Instructions to follow: Count the lines in the items below that contain the string "foliage". Reply with the number only.

===== Material supplied =====

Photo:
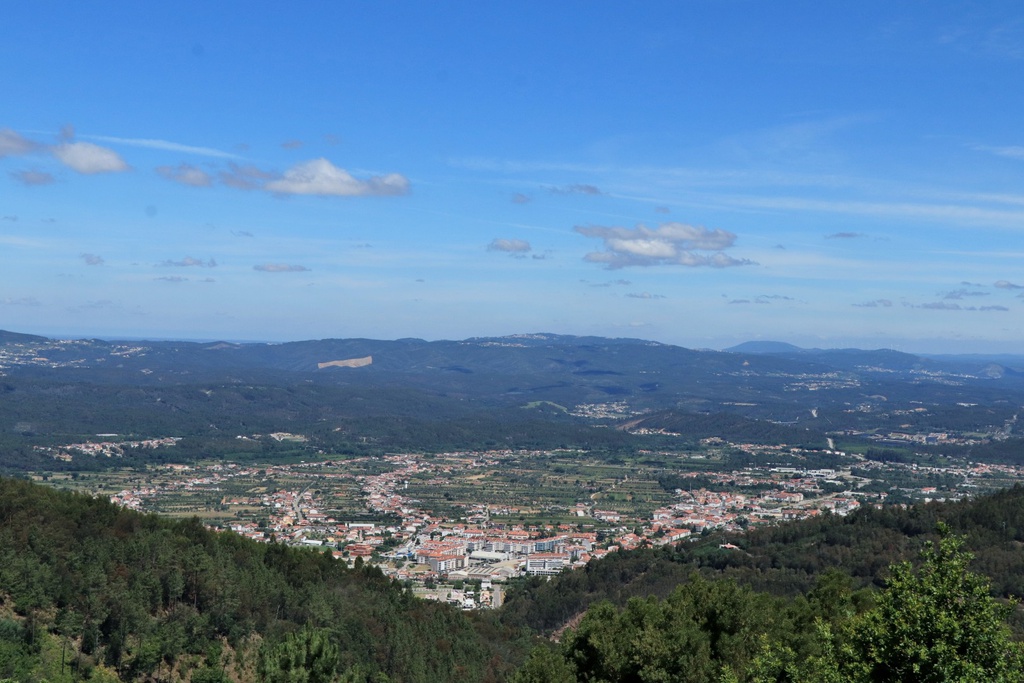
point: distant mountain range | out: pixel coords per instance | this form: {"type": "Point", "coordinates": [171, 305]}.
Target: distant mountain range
{"type": "Point", "coordinates": [763, 380]}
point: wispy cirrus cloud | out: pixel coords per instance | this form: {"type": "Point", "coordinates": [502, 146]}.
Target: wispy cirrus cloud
{"type": "Point", "coordinates": [186, 174]}
{"type": "Point", "coordinates": [670, 244]}
{"type": "Point", "coordinates": [188, 261]}
{"type": "Point", "coordinates": [32, 178]}
{"type": "Point", "coordinates": [322, 177]}
{"type": "Point", "coordinates": [509, 246]}
{"type": "Point", "coordinates": [244, 176]}
{"type": "Point", "coordinates": [944, 305]}
{"type": "Point", "coordinates": [23, 301]}
{"type": "Point", "coordinates": [165, 145]}
{"type": "Point", "coordinates": [963, 294]}
{"type": "Point", "coordinates": [577, 189]}
{"type": "Point", "coordinates": [1011, 151]}
{"type": "Point", "coordinates": [13, 143]}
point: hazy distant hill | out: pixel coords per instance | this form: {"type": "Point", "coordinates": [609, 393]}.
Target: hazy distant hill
{"type": "Point", "coordinates": [550, 377]}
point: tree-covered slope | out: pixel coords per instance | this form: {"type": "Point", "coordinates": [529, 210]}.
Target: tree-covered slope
{"type": "Point", "coordinates": [112, 593]}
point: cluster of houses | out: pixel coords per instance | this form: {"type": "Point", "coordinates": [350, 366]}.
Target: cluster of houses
{"type": "Point", "coordinates": [482, 547]}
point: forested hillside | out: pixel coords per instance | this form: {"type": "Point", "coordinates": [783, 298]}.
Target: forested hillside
{"type": "Point", "coordinates": [90, 591]}
{"type": "Point", "coordinates": [788, 559]}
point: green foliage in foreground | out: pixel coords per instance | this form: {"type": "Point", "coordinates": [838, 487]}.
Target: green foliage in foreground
{"type": "Point", "coordinates": [937, 624]}
{"type": "Point", "coordinates": [94, 592]}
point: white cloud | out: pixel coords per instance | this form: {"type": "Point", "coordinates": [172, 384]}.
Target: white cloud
{"type": "Point", "coordinates": [12, 144]}
{"type": "Point", "coordinates": [322, 177]}
{"type": "Point", "coordinates": [88, 158]}
{"type": "Point", "coordinates": [509, 246]}
{"type": "Point", "coordinates": [578, 189]}
{"type": "Point", "coordinates": [163, 144]}
{"type": "Point", "coordinates": [24, 301]}
{"type": "Point", "coordinates": [188, 261]}
{"type": "Point", "coordinates": [186, 174]}
{"type": "Point", "coordinates": [670, 244]}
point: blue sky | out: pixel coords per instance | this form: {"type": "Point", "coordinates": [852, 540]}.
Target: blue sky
{"type": "Point", "coordinates": [699, 173]}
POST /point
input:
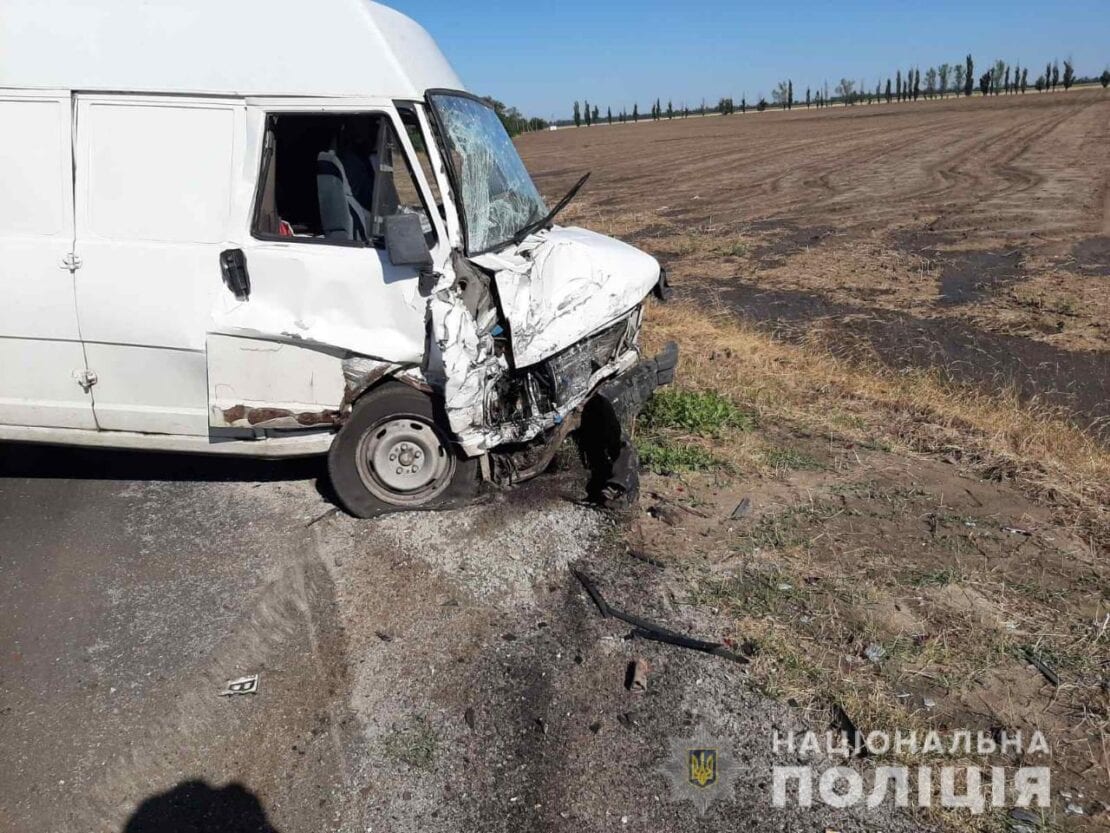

=====

Correct response: 2